## DIRECTIONS FOR THIS TASK
Set down the entries that follow exactly as written, leaving out any images.
══ RECORDS
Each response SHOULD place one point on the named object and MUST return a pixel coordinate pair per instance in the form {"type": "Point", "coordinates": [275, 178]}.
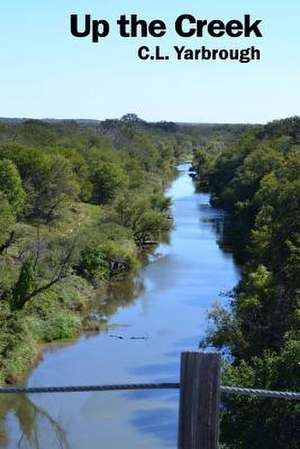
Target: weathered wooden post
{"type": "Point", "coordinates": [199, 401]}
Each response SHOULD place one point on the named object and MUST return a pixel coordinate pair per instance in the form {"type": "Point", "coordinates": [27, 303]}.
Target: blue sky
{"type": "Point", "coordinates": [45, 72]}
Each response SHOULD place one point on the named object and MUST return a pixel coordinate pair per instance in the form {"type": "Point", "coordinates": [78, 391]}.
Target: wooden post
{"type": "Point", "coordinates": [199, 401]}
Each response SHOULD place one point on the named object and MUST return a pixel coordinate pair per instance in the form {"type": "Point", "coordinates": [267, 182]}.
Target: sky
{"type": "Point", "coordinates": [47, 73]}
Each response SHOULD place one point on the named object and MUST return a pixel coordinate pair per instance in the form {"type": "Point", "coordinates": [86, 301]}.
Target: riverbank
{"type": "Point", "coordinates": [168, 313]}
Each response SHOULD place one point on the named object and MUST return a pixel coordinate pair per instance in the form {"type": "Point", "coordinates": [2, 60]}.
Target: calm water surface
{"type": "Point", "coordinates": [181, 283]}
════
## WRITTEN ANSWER
Each response SHOULD place one point on the named object and MUST return a pixel coordinate pair per instance in the form {"type": "Point", "coordinates": [275, 178]}.
Target: weathered wooden post
{"type": "Point", "coordinates": [199, 401]}
Each response SHOULD place one point on the named object and MUST return a pixel coordinate pair per instance in the form {"type": "Point", "coordinates": [27, 303]}.
Target: blue sky
{"type": "Point", "coordinates": [45, 72]}
Each response SHOULD place one point on the named object and MUST return a pixel coordinate pair per instance in the form {"type": "Point", "coordinates": [78, 391]}.
Target: wooden post
{"type": "Point", "coordinates": [199, 401]}
Each response SHOULD place one point on the named object and MUST return a pixel coordinate pair per instance in the form {"type": "Point", "coordinates": [267, 182]}.
Target: sky
{"type": "Point", "coordinates": [47, 73]}
Each response SHOULD place one point on the named object and MUST return a pixel coordinate pair per instance in the form {"type": "Point", "coordinates": [86, 301]}.
Target: riverbank
{"type": "Point", "coordinates": [168, 313]}
Each response SHOULD place one point on the named object and MUST return a pixel coordinate pair per instance in the form {"type": "Point", "coordinates": [2, 60]}.
Target: calm water surface
{"type": "Point", "coordinates": [181, 283]}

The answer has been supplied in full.